══ Source document

Let’s look at an example of forward selection using AIC to compare the models. In the first step, the “current” model is the intercept-only model. We compute AIC for this model and all possible models with a single predictor. Table 10.6 shows the results in order of AIC.

Table 10.6: Output from first step of forward selection. The model valence ~ 1 is the intercept-only model.
Candidate model AIC
valence ~ danceability -427
valence ~ playlist_genre -343
valence ~ energy -179
valence ~ duration -146
valence ~ loudness -136
valence ~ liveness -127
valence ~ 1 -127
valence ~ mode -125
valence ~ tempo -125
valence ~ acousticness -125

Based on AIC, a model with danceability is the best model out of the current candidates. Therefore, as forward selection progresses, we limit the space of candidate models to those that include danceability as a predictor. Table 10.7 shows the next step of forward selection. We compute AIC for all two-predictor models that have danceability as one of the predictors, along with the current model that only has danceability as a predictor.

Table 10.7: Output from second step of forward selection
Candidate model AIC
valence ~ danceability + playlist_genre -709
valence ~ danceability + energy -508
valence ~ danceability + loudness -439
valence ~ danceability + duration -438
valence ~ danceability + tempo -432
valence ~ danceability -427
valence ~ danceability + mode -425
valence ~ danceability + liveness -425
valence ~ danceability + acousticness -425

Based on Table 10.7, we choose the model that includes danceability and playlist_genre, because it is the model that minimizes AIC. Now, as we continue with forward selection, the space of potential models is narrowed to those that have danceability and playlist_genre as predictors. This process is continued until adding a new predictor to the model does not improve model fit based on AIC.

════
══ Supplied material

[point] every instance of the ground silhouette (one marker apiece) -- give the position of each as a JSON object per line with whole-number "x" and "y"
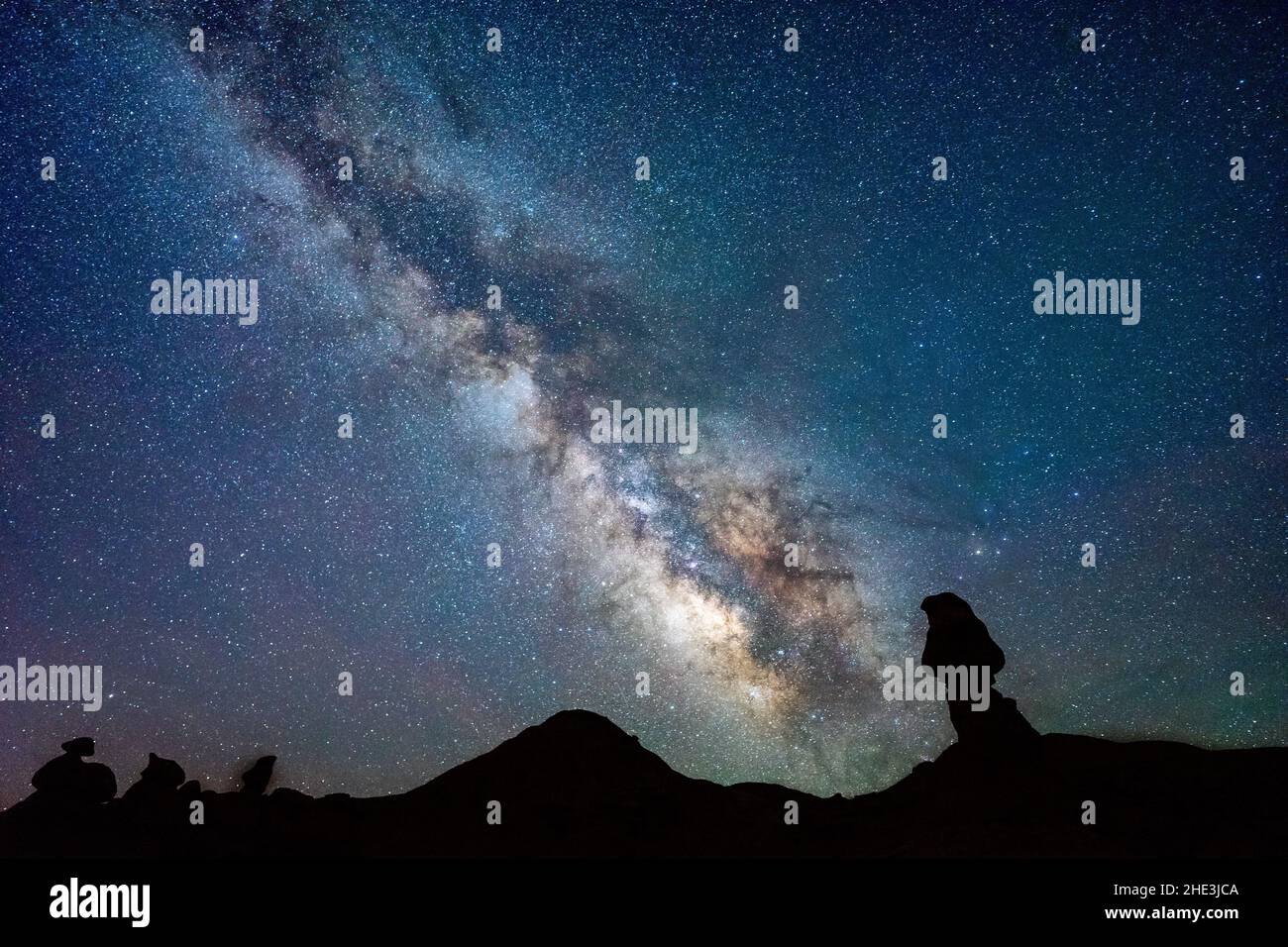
{"x": 579, "y": 785}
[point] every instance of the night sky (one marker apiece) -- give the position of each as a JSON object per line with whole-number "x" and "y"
{"x": 472, "y": 425}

════

Apply what you read:
**A)** Repeat word for word the stretch of the forward selection passage from "Let’s look at" through "order of AIC.".
**B)** Does the forward selection passage support each statement? Answer yes or no, and quote the words that decide it: (i) in the first step, the current model is the intercept-only model; (ii) in the second step, the model with danceability and energy is chosen; (iii) the process goes on until adding a new predictor no longer improves model fit based on AIC.
The lines have no connection to the forward selection passage.

Solution list:
**A)**
Let’s look at an example of forward selection using AIC to compare the models. In the first step, the “current” model is the intercept-only model. We compute AIC for this model and all possible models with a single predictor. Table 10.6 shows the results in order of AIC.

**B)**
(i) Yes: "In the first step, the “current” model is the intercept-only model."
(ii) No: "we choose the model that includes danceability and playlist_genre, because it is the model that minimizes AIC."
(iii) Yes: "This process is continued until adding a new predictor to the model does not improve model fit based on AIC."